CEL ZADANIA 1: Dlaczego, według wywiadu o tym, co przeszkadza przedsiębiorcom, najważniejszy dla biznesu jest horyzont 3-4-letni?

═══ PODANY TEKST

Co przeszkadza przedsiębiorcom

Lepiej byłoby zrobić prawdziwą reformę finansów publicznych, a nie udawać, że robi się reformę podatkową, której tak naprawdę nie będzie. Przedsiębiorcom najbardziej przeszkadzają wysokie pozapłacowe koszty pracy - mówi Henryka Bochniarz, wiceprezydent Polskiej Konfederacji Pracodawców Prywatnych "Lewiatan".

- Kilka dni temu brała pani udział w zorganizowanej przez Gazetę Prawną dyskusji panelowej, w trakcie której zastanawialiśmy się, jak będzie wyglądała polska gospodarka za 10 lat. Perspektywy nie są najgorsze. A jak będzie wyglądała polska gospodarka za kilka miesięcy?

- Patrząc na dane makroekonomiczne, nie sądzę, żeby można było zrobić jej krzywdę w najbliższym czasie. Dalsze perspektywy też wyglądają dobrze. Najgorzej zrobić prognozę średniookresową, np. na 2008 rok, bo jeszcze w 2007 roku będzie można odcinać kupony od tego, co zdarzyło się w 2004 roku.

- W jakim czasie biznes planuje swoją przyszłość?

- Najważniejszy jest horyzont 3-4-letni. Jeśli przedsiębiorca zaciąga kredyt, korzysta z dofinansowania ze środków unijnych, musi mieć czteroletnią perspektywę. A taka właśnie perspektywa jest dziś największym wyzwaniem.

- Dlaczego miałaby być zła? Gospodarka jest rozpędzona. Mamy dziś ponad 5-procentowe tempo wzrostu PKB.

══════
═══ ZESTAW WPISÓW

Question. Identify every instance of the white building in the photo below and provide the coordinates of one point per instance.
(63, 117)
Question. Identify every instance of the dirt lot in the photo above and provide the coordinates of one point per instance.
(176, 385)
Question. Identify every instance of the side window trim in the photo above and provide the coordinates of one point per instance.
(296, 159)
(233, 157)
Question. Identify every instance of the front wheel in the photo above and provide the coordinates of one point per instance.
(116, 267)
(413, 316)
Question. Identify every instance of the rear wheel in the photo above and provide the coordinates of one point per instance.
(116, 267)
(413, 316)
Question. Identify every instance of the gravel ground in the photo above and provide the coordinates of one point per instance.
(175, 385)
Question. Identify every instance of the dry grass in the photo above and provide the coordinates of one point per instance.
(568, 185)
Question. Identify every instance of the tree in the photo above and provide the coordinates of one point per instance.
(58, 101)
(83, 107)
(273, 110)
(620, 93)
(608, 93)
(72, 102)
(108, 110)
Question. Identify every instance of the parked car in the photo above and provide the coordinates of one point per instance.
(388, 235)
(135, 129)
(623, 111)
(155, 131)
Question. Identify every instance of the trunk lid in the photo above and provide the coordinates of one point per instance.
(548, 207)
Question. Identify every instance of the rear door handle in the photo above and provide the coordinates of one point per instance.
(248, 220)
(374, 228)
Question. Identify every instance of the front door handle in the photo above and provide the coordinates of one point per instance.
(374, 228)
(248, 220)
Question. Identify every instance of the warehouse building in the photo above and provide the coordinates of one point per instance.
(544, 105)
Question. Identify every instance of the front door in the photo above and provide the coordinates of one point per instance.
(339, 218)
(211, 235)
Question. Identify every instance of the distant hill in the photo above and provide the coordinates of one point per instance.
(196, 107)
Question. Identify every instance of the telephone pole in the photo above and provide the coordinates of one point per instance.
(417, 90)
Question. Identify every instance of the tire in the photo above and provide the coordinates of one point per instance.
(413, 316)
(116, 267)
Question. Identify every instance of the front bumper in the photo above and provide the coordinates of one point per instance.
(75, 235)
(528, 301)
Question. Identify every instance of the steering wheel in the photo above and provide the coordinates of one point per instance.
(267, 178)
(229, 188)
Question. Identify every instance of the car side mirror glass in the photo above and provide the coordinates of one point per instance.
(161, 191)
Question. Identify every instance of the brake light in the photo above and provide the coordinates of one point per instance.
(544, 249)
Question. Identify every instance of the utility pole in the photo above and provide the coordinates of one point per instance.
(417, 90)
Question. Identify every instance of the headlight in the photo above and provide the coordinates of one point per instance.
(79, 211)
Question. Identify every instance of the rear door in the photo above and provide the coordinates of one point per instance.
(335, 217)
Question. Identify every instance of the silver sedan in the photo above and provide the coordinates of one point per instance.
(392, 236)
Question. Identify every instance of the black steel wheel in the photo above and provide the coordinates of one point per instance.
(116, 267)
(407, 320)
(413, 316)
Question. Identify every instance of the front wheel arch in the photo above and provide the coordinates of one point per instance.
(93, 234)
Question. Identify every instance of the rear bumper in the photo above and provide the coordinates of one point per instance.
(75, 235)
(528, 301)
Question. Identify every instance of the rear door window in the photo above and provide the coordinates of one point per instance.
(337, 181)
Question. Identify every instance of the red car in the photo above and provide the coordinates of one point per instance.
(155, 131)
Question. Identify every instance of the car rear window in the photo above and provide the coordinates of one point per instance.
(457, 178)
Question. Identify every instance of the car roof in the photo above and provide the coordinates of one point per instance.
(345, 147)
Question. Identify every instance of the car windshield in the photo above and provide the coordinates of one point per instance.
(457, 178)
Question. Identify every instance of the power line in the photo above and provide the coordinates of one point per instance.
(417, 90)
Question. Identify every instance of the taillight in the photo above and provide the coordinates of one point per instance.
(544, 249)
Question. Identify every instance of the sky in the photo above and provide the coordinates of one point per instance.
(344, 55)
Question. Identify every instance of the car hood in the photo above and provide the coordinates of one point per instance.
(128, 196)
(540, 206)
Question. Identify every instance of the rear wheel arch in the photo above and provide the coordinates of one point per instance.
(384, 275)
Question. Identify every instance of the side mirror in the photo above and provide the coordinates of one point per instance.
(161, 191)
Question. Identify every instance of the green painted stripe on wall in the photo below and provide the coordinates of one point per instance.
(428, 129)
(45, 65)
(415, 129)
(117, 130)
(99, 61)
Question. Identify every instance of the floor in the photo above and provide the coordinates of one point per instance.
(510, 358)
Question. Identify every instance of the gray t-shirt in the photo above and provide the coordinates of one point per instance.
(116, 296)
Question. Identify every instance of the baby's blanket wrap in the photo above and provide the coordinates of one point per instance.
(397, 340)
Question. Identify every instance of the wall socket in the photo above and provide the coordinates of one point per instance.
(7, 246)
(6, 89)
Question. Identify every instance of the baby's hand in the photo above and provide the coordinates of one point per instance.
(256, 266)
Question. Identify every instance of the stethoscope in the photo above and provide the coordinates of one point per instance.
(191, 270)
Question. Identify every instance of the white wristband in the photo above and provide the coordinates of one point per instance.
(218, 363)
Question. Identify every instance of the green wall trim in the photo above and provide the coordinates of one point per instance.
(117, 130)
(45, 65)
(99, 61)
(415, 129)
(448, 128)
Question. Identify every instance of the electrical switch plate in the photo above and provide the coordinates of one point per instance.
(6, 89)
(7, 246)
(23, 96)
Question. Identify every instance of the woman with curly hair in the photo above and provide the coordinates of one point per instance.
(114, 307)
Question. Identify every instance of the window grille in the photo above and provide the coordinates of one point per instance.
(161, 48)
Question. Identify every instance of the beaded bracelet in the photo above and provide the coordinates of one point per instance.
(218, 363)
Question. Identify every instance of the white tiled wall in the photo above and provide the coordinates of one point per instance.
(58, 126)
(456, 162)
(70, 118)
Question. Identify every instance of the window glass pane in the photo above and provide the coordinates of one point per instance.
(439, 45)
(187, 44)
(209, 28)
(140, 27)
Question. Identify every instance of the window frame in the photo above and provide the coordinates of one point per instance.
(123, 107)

══════

CEL ZADANIA 2: Czy możesz przepisać w całości, bez pomijania żadnego wiersza, odcinek wpisów od wiersza zawierającego „Question. Identify every instance of the baby's blanket” aż do końca wpisów, z obydwoma krańcami włącznie? Przesuń przy tym o -41 każdą współrzędną w odpowiedziach.

ODPOWIEDŹ 1: Przedsiębiorca, który zaciąga kredyt lub korzysta z dofinansowania ze środków unijnych, musi mieć czteroletnią perspektywę.

ODPOWIEDŹ 2:
Question. Identify every instance of the baby's blanket wrap in the photo above and provide the coordinates of one point per instance.
(356, 299)
Question. Identify every instance of the wall socket in the photo above and provide the coordinates of one point per instance.
(-34, 205)
(-35, 48)
Question. Identify every instance of the baby's hand in the photo above and provide the coordinates of one point per instance.
(215, 225)
Question. Identify every instance of the stethoscope in the photo above and provide the coordinates of one point per instance.
(150, 229)
Question. Identify every instance of the white wristband in the photo above and provide the coordinates of one point per instance.
(177, 322)
Question. Identify every instance of the green wall trim in the photo above and provide the coordinates of one point per instance.
(76, 89)
(4, 24)
(58, 20)
(374, 88)
(407, 87)
Question. Identify every instance of the electrical switch plate in the photo above and provide the coordinates of one point per instance.
(-35, 48)
(-34, 205)
(-18, 55)
Question. Identify every instance of the woman with curly hair in the photo above and provide the coordinates of one point per instance.
(73, 266)
Question. Identify every instance of the window grille in the photo above and provide the coordinates of one point per instance.
(120, 7)
Question. Identify every instance of the beaded bracelet in the photo above and provide the coordinates of one point per instance.
(177, 322)
Question. Identify every instance of the white tiled wall in the photo above and provide the coordinates of one point per instance.
(17, 85)
(415, 121)
(29, 77)
Question. Identify every instance of the window glass pane in the photo above and provide the coordinates of one point per instance.
(398, 4)
(146, 3)
(168, -13)
(99, -14)
Question. Identify every instance of the window frame in the photo above and provide the coordinates of one point per instance.
(82, 66)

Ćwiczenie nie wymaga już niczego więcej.